## TASK TO COMPLETE
The lines below that include "door" are to be found and copied.

## DATA RECORDS
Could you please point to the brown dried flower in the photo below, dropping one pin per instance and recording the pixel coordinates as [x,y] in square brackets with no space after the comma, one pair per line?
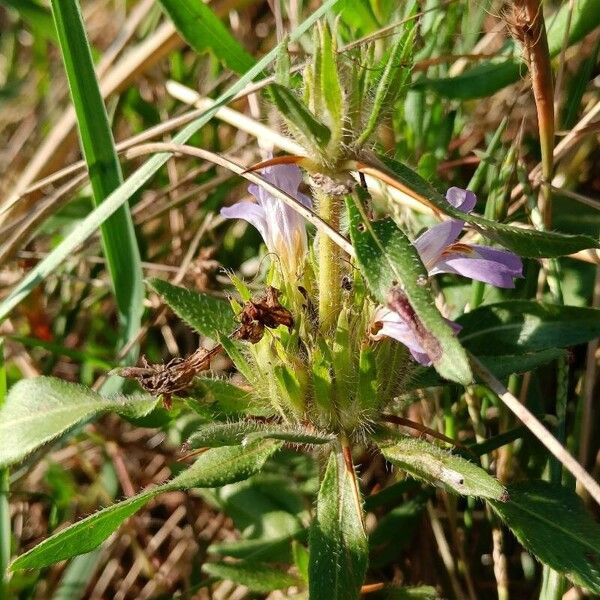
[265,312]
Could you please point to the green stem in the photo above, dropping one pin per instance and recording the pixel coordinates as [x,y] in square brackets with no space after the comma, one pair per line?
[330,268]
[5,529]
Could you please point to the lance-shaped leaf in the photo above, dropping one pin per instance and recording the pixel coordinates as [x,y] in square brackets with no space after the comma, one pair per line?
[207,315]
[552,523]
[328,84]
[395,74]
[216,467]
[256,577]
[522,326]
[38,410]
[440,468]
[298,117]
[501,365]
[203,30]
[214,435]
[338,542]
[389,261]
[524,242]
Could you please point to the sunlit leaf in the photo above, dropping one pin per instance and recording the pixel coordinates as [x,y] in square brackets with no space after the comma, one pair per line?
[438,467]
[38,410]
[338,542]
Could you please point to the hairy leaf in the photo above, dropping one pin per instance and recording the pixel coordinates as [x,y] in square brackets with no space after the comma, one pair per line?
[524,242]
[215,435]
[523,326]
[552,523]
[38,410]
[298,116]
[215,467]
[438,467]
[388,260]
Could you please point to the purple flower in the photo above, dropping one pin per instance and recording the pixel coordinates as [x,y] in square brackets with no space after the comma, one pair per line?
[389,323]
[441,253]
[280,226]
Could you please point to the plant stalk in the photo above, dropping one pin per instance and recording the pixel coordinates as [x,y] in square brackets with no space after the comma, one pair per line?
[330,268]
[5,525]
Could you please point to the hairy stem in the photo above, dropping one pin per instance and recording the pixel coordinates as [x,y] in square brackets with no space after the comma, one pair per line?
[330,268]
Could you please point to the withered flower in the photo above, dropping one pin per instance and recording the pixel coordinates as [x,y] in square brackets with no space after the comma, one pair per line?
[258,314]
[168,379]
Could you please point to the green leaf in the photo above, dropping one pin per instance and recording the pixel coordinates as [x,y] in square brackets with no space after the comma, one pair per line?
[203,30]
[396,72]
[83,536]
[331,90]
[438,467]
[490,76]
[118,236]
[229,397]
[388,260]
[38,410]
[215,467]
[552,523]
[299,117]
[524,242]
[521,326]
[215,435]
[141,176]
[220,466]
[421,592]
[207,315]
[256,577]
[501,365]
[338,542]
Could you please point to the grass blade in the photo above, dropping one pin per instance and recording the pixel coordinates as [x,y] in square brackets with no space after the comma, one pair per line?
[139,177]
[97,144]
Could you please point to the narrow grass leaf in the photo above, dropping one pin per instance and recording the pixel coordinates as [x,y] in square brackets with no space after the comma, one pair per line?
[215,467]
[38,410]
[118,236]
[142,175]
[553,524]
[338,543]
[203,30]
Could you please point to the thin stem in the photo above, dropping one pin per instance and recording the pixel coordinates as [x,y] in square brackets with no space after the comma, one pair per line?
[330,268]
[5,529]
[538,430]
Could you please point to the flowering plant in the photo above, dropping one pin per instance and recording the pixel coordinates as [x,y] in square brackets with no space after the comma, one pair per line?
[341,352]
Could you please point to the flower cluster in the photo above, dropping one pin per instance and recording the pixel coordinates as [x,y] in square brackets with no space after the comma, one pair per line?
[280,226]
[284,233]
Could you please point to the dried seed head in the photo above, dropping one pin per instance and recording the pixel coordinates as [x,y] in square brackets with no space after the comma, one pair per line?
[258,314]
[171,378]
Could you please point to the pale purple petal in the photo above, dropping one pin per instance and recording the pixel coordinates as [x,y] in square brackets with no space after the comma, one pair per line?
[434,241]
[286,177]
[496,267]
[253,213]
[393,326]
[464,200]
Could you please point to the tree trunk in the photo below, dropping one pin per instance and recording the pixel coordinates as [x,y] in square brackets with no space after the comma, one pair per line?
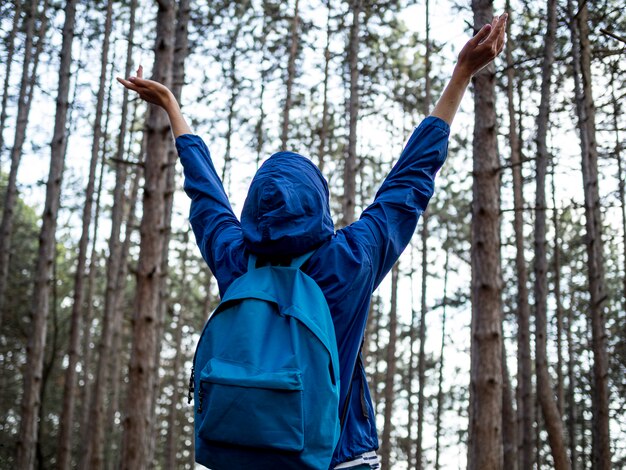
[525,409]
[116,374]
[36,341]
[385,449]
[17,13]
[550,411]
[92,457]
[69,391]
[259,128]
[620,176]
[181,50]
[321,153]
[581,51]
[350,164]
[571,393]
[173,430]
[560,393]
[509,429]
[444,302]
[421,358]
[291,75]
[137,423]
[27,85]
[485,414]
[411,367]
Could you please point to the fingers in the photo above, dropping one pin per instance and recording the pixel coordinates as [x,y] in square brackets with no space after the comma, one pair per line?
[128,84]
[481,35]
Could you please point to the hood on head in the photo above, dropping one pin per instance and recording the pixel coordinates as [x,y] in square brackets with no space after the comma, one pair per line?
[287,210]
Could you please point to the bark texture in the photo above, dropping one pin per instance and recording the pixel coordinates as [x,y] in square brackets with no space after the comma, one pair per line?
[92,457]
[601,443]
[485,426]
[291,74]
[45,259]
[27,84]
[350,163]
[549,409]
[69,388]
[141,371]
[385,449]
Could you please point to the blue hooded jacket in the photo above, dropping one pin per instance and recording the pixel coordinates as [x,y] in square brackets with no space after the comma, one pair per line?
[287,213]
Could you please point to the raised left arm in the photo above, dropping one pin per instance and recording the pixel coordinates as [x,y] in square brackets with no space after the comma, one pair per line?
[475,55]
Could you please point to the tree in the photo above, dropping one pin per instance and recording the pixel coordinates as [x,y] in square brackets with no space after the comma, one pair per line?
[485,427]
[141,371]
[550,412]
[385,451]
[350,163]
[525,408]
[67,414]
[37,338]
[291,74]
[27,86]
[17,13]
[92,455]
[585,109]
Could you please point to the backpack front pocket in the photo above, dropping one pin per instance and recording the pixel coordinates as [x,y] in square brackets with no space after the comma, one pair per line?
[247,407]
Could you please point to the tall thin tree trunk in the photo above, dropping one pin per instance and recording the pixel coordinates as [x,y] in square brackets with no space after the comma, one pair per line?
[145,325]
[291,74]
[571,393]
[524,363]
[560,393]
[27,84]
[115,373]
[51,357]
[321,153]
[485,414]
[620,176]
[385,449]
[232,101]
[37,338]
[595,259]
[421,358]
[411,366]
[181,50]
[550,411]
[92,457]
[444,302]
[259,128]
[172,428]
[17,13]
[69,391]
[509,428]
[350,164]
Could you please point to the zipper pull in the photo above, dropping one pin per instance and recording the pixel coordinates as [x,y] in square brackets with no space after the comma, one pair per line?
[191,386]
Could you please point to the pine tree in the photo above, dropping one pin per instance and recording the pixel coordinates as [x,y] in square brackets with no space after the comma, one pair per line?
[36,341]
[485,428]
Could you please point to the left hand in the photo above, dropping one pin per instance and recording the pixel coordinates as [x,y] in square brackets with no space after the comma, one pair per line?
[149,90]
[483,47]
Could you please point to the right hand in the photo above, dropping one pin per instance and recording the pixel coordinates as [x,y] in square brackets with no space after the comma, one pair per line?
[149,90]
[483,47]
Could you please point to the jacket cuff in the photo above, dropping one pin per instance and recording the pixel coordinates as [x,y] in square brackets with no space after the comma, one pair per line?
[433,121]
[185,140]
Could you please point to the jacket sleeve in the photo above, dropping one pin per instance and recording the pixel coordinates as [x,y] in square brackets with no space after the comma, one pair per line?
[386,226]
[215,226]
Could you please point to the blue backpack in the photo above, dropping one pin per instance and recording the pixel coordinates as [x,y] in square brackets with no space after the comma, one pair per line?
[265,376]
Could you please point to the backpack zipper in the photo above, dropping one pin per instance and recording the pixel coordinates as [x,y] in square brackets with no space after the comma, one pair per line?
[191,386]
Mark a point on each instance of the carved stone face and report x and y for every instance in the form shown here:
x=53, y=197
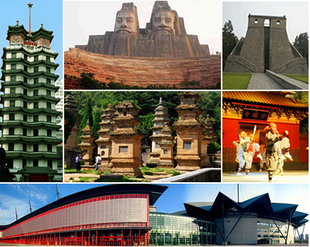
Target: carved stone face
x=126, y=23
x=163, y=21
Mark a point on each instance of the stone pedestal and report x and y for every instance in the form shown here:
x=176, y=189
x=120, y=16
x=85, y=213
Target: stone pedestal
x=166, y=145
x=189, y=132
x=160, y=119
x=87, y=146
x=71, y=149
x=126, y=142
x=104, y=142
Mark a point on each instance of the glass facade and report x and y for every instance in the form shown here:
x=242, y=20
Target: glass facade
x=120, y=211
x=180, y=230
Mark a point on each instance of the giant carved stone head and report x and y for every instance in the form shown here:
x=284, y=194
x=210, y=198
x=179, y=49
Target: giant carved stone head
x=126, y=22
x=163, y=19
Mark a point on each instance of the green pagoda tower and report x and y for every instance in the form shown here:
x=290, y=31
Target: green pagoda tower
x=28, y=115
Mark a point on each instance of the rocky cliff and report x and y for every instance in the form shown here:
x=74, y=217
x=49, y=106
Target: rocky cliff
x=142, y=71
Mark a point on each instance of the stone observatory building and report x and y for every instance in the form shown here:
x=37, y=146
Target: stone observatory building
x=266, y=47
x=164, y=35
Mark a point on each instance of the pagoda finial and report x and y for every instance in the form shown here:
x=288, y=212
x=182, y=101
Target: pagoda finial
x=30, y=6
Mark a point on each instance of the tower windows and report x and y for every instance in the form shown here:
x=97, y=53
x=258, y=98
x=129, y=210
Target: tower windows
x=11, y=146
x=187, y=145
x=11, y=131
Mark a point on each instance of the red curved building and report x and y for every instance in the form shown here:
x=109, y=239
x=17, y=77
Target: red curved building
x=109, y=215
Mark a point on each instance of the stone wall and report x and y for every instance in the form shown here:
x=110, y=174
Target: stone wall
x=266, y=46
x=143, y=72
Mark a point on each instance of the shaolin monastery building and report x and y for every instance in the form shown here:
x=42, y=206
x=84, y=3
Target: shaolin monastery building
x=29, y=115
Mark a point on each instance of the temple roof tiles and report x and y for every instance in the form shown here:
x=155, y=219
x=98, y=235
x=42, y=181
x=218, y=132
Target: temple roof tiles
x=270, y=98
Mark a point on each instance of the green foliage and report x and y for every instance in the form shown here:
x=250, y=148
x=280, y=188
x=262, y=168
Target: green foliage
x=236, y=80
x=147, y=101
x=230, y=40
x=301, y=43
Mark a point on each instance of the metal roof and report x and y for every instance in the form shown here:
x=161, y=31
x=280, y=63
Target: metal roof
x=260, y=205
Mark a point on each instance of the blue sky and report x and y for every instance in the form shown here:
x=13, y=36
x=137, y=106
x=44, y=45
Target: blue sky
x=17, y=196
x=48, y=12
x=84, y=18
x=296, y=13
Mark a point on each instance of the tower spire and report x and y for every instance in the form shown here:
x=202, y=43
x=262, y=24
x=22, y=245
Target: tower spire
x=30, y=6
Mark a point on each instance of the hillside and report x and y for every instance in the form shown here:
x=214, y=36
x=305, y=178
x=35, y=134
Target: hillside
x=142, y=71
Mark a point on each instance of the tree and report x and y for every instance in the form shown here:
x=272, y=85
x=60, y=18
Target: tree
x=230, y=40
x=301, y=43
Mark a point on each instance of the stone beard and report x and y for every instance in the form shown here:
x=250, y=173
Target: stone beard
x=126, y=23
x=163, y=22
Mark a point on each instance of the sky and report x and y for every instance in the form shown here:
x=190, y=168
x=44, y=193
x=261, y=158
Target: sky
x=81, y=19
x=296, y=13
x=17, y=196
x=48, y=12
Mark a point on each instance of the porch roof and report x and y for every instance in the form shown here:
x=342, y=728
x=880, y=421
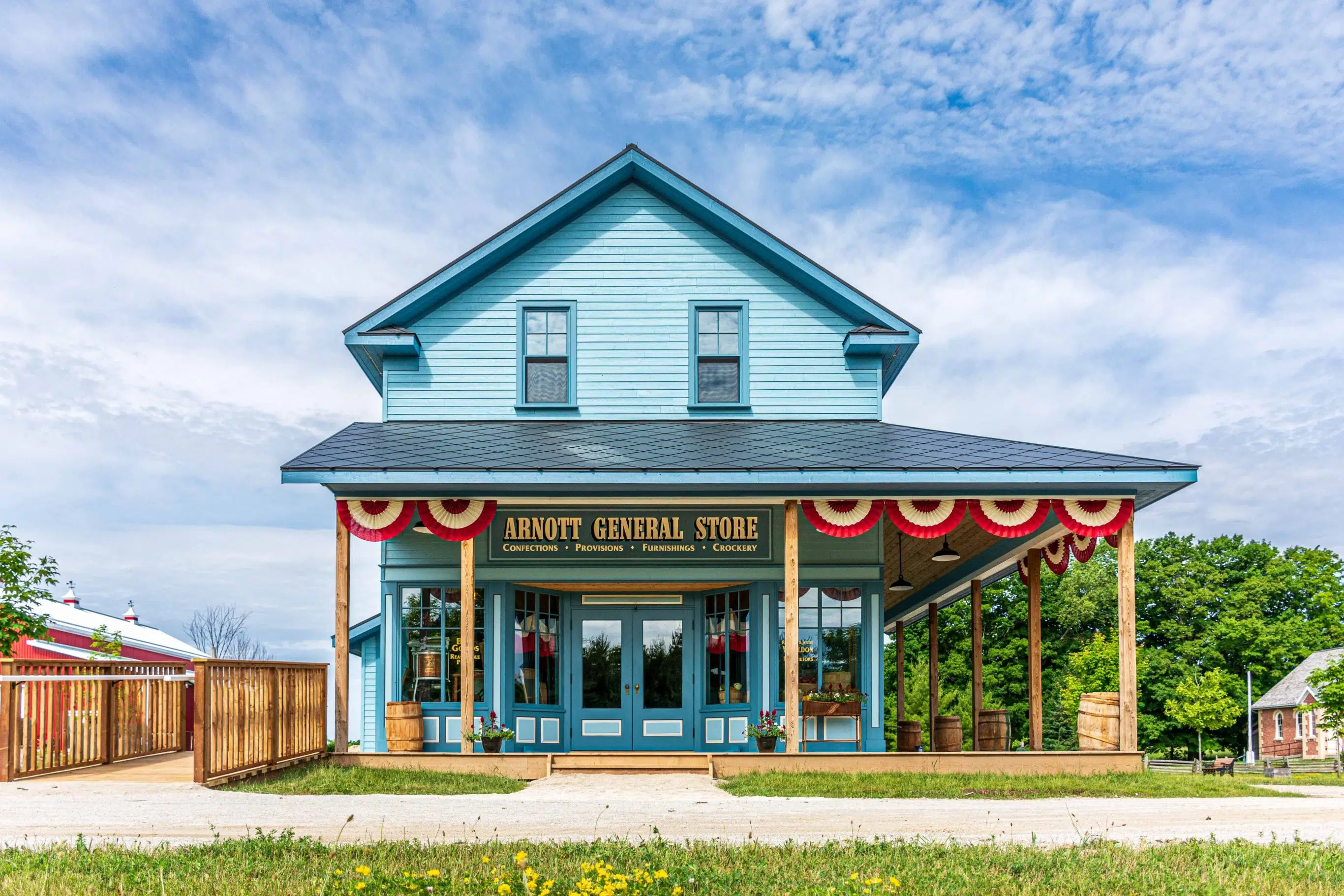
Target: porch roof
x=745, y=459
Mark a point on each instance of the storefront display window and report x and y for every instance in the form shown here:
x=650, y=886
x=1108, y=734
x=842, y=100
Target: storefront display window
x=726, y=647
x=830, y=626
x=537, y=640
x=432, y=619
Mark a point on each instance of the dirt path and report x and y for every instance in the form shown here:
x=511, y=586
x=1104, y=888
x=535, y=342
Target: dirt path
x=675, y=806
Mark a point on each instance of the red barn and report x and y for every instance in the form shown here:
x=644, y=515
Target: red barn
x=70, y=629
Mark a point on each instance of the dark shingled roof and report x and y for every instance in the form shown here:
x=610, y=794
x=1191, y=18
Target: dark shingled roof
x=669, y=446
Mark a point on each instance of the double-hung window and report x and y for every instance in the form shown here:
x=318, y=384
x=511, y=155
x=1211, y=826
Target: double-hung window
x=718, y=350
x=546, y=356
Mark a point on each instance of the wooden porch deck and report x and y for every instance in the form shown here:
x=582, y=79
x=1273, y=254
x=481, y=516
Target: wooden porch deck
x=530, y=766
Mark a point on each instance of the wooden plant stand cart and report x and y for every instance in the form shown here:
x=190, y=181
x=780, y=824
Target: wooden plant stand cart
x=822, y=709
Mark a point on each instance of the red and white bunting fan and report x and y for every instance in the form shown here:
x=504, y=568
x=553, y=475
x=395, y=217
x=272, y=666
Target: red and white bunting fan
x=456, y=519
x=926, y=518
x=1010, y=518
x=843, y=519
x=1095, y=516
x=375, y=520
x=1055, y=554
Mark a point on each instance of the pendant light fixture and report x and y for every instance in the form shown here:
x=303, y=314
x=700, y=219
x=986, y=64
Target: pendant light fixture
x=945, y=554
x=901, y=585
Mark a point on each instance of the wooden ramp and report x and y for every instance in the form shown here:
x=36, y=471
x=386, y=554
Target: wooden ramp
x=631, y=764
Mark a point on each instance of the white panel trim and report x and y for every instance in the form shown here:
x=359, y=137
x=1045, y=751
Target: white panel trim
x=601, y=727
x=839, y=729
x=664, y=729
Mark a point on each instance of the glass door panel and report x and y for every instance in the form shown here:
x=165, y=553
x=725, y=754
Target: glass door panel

## SOLUTION FOR THIS TASK
Mark a point on each instance of the glass door panel and report x and y for every instance in the form shown here:
Target: glass door panel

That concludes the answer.